Records for region labeling
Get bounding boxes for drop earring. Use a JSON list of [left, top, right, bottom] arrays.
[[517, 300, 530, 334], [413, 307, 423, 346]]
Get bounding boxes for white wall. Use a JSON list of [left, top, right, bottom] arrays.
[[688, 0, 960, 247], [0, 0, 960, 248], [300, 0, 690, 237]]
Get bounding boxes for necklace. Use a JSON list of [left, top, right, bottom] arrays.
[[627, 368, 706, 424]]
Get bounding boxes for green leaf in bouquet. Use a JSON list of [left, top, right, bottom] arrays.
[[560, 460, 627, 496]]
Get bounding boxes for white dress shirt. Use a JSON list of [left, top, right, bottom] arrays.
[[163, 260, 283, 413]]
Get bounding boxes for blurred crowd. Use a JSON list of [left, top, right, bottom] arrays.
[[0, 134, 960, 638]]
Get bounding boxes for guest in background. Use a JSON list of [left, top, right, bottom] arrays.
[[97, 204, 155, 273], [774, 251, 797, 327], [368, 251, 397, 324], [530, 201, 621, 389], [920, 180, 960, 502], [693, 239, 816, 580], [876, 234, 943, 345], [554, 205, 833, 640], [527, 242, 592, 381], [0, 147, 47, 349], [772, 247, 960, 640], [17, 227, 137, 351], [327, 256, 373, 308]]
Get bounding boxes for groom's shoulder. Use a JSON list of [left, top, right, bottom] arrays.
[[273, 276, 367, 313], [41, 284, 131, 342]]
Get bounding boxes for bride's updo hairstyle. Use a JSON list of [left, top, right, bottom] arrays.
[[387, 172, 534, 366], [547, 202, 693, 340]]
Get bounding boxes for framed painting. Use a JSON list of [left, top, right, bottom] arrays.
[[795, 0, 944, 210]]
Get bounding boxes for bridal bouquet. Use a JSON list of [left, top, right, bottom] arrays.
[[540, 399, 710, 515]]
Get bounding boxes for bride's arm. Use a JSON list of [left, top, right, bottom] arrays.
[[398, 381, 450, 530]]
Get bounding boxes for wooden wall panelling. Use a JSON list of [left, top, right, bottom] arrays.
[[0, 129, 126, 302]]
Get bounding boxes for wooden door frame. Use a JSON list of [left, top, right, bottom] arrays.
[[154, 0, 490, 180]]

Your objective
Please copy out the lines of the records, starting with the line that contains "Get bounding boxes for green" and going on through the line that contains "[[163, 260, 283, 413]]". Include both of those lines.

Right answer
Get bounding boxes for green leaf in bouquet. Use a JSON list of [left, top, right, bottom] arrays.
[[560, 460, 627, 496]]
Get bounding boxes for white dress shirt. Use a JSON list of [left, top, right, bottom] arrays.
[[163, 260, 283, 413]]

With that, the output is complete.